* _COMPITO BREVE 1_:
Rispondi a queste domande sul testo su Marga:
(a) Da chi è andata Marga quando è fuggita in Sicilia?
(b) Da quanti anni Marga vive nella baracca sul terreno della famiglia dell'ex marito?
(c) Per quanti mesi Marga ha beneficiato di una borsa lavoro?
* _COMPITO BREVE 2_:
Prosegui il testo su Marga a partire dalla sua ultima frase.

* _TESTO FORNITO_:
┌──

Fin dall’inizio, il matrimonio si è rivelato violento e sofferto. Marga non è mai stata accettata dalla famiglia dell’ex marito, influente nella zona. Per anni ha subito soprusi e violenze domestiche, fino a un episodio di circa 9 anni fa, quando è stata picchiata per l’ennesima volta e cacciata di casa. Senza avere un posto dove andare, è fuggita in Sicilia dalla sorella, che però, essendo affetta da una disabilità mentale, non ha potuto darle alcun supporto economico. Mentre era in Italia, il marito aveva richiesto il divorzio e l’aveva denunciata per abbandono dei figli. Il processo si è svolto in sua assenza, e dopo sei mesi, Marga è stata costretta a tornare in Albania perché non riusciva a ottenere i documenti necessari per rimanere legalmente in Italia.
Tornata in Albania, ha scoperto che l’uomo, oltre al divorzio, aveva già ottenuto l’affidamento dei figli e lei non aveva più alcun diritto su di loro. Senza soldi e senza conoscere i propri diritti, non è riuscita a fare ricorso. La corruzione e le pressioni nei tribunali sono ancora diffuse in Albania, e Marga ha spiegato che “lui e la sua famiglia hanno conoscenze, non c’era niente che potessi fare”. Oltre al mancato ricorso, Marga non ha mai denunciato le violenze subite dall’ex marito né richiesto un ordine di restrizione, per paura di eventuali ritorsioni. “Sarebbe stata una causa persa, cinque contro zero,” dice la rassegnazione di chi sa di non poter contare su niente e nessuno. Marga riesce ancora a vedere i suoi figli. Il più grande l’ha anche aiutata economicamente con qualche lavoro occasionale, ma nessuno dei due ragazzi ha attualmente un impiego stabile: svolgono lavori saltuari, spesso non a regola. Marga dovrebbe versare il mantenimento per i figli, ma essendo disoccupata, non riesce a contribuire. Vive da sola in una baracca sul terreno della famiglia dell’ex marito, una struttura fatiscente che un tempo veniva usata come spogliatoio per i contadini. Le condizioni igienico-sanitarie sono precarie, ma non ha altre opzioni abitative e vive lì da 8 anni. Marga è disoccupata da marzo e fatica a trovare un nuovo impiego. Essendo una donna di mezza età senza istruzione e con poca esperienza lavorativa, si barcamena tra lavoretti saltuari come pulizie o raccolta di frutta e verdura.
Ha chiesto più volte all’ufficio comunale del lavoro un sussidio di disoccupazione, ma non le è mai stato concesso perché risulta ancora titolare di una partita IVA, che l’ex marito aveva aperto a suo nome per evitare problemi legali. Marga non riesce a chiuderla a causa della lentezza burocratica e questo le impedisce di accedere ad aiuti statali. Inoltre, lo stato albanese non ha meccanismi di supporto adeguati per persone in situazioni di indigenza come la sua. Per 10 mesi, Marga ha beneficiato di una borsa lavoro, supportando l’agronoma nelle attività dell’incubatore per la trasformazione alimentare di frutta e verdura che si trova nella zona rurale di Clirim. L’abbiamo conosciuta all’inizio del nostro anno di servizio e siamo rimaste subito colpite dalla sua leggerezza e dalla sua sagace ironia, nonostante la sua situazione, di cui eravamo parzialmente a conoscenza. A febbraio, come parte di un’attività che coinvolgeva studenti di una scuola professionale, siamo andati in visita a un Centro Trasferimento Tecnologico nella zona di Korca e abbiamo visitato la città, distante circa 4 ore da Fier. Per Marga era la prima volta lì, e una delle prime volte fuori da Fier, ed è stata felice dell’esperienza (foto).

└──

* _DATI FORNITI_:
┌──

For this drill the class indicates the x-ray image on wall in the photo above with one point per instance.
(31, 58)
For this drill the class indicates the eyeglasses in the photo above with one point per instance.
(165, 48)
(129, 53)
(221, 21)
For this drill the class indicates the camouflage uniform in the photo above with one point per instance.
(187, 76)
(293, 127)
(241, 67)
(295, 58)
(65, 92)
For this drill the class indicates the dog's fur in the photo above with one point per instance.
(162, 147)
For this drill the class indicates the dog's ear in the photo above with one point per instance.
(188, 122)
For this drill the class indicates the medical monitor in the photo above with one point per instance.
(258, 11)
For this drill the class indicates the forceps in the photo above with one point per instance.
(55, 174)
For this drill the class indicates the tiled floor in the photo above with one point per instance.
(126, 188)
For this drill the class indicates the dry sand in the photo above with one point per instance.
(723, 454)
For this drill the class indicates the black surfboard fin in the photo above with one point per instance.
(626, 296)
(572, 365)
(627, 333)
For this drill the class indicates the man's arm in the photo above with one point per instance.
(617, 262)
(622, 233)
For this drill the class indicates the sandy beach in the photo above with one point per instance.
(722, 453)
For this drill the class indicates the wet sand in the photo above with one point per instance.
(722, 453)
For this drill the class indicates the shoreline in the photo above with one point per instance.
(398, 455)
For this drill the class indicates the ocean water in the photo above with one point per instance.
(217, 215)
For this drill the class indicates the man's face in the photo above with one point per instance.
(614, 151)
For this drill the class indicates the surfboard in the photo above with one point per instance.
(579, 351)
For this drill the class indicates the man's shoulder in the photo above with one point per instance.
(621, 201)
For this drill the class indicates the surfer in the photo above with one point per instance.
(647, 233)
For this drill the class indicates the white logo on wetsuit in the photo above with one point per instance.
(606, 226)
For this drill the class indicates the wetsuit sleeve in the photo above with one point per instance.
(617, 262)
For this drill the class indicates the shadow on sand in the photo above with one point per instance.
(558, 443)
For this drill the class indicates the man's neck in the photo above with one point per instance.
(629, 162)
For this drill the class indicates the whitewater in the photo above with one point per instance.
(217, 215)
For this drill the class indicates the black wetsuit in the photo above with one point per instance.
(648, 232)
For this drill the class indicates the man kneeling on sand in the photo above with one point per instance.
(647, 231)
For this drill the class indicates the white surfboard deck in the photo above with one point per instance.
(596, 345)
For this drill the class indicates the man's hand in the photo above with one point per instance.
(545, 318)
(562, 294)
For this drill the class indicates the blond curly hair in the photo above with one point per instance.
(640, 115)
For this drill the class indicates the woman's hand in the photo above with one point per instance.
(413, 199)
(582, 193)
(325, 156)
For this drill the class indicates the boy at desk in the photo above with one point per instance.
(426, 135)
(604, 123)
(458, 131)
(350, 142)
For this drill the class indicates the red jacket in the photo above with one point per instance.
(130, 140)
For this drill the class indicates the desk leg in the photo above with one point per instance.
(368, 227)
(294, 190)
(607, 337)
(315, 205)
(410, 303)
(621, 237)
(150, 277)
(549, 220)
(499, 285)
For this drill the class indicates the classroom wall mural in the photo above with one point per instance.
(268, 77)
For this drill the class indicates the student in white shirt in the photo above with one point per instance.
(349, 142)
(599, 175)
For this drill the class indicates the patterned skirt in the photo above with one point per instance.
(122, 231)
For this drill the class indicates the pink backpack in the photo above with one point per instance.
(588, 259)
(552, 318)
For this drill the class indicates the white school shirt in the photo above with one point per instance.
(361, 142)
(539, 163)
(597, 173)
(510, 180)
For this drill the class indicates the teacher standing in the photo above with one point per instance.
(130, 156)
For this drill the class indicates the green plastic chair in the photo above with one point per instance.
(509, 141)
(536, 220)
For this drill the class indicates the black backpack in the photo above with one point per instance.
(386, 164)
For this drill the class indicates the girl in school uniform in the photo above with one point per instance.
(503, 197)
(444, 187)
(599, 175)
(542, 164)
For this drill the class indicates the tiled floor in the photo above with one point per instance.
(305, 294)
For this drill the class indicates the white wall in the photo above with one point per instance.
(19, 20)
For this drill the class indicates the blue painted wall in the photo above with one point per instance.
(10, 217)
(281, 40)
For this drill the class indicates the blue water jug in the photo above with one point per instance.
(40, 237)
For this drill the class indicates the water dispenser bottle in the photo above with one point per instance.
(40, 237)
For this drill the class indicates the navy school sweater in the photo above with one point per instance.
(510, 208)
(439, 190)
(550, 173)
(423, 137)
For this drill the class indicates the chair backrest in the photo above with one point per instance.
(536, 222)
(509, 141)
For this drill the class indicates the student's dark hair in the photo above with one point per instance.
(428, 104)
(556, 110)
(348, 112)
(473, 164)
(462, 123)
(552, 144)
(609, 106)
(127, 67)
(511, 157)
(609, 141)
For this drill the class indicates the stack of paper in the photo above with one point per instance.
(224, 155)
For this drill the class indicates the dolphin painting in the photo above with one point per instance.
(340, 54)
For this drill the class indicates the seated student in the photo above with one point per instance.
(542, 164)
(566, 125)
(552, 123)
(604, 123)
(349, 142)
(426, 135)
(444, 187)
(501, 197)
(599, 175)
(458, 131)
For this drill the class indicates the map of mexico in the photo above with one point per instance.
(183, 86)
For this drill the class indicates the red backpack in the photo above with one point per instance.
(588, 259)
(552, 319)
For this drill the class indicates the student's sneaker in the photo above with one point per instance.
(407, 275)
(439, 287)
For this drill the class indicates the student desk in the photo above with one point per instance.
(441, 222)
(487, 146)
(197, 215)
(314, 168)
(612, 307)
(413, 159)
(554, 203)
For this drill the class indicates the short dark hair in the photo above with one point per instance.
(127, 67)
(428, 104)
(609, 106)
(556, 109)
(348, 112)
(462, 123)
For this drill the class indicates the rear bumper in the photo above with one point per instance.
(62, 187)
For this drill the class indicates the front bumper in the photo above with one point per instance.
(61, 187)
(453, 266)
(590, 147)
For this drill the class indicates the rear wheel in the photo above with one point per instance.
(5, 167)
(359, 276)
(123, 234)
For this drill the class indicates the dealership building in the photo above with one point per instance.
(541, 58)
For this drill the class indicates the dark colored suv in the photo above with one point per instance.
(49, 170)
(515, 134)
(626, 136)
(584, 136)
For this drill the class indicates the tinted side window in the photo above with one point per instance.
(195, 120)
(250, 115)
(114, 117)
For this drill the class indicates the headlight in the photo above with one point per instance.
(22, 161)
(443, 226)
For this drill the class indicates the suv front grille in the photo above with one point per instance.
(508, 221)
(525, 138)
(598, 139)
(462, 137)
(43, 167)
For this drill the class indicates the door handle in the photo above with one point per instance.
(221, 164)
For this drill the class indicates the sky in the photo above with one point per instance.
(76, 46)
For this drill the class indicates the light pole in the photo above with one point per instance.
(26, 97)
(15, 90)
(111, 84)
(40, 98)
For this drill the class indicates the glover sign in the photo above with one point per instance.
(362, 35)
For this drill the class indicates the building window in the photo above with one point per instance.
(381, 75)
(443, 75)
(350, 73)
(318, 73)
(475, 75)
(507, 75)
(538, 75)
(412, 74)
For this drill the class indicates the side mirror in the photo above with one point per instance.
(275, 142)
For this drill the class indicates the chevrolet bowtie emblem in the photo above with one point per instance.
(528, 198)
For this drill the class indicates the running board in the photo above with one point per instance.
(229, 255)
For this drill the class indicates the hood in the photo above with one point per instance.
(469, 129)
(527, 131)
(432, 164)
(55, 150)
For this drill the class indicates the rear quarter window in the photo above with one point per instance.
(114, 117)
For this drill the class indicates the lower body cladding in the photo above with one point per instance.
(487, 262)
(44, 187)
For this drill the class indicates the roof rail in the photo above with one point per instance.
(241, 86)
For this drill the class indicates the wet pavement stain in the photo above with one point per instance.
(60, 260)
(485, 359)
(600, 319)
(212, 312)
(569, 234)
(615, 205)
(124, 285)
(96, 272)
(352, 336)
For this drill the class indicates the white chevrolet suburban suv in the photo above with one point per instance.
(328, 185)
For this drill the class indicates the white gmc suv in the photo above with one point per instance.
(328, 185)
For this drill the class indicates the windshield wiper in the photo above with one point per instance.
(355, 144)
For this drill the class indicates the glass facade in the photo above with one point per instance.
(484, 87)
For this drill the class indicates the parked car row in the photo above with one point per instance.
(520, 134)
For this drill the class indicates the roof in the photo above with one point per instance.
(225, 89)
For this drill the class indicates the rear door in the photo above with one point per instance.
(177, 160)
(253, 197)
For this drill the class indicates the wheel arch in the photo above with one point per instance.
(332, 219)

└──

* _RISULTATO 1_:
(a) Marga è andata dalla sorella.
(b) Marga vive nella baracca da 8 anni.
(c) Marga ha beneficiato di una borsa lavoro per 10 mesi.

* _RISULTATO 2_:
Con la produzione e le attività dell’incubatore ora sospese, e la struttura in fase di passaggio al Comune di Fier, i fondi per le borse lavoro sono esauriti. Tuttavia, ENGIM Albania sta spingendo per far sì che Marga venga assunta dal Comune all’incubatore, una volta che il passaggio sarà completato.
Raccontare la storia di Marga non è solo importante ma urgente: perché significa portare con la sua storia anche quella di tutte le ragazze e le donne che sono state “silenziate”. Secondo un sondaggio UN circa il 53% delle donne albanesi è vittima di almeno un tipo di violenza domestica nel corso della vita e un terzo dichiara di non sentirsi sicura nella propria casa, spesso a causa di un contesto culturale che normalizza la violenza domestica come unica realtà da accettare per preservare la famiglia. Nel distretto di Fier (278.413 abitanti, di cui 138.810 donne) nel 2022 sono stati segnalati 270 casi di violenza contro le donne. Tuttavia questo numero non riflette la realtà poiché molti casi non vengono denunciati per paura, stigma sociale, pregiudizi, timore di ritorsioni, mancanza di informazioni e risorse sui propri diritti e sui servizi disponibili. A Fier, nonostante sia una delle città più grandi in Albania, manca un centro antiviolenza e i casi riportati all’ufficio sociale del comune, vengono reindirizzati ad altre strutture.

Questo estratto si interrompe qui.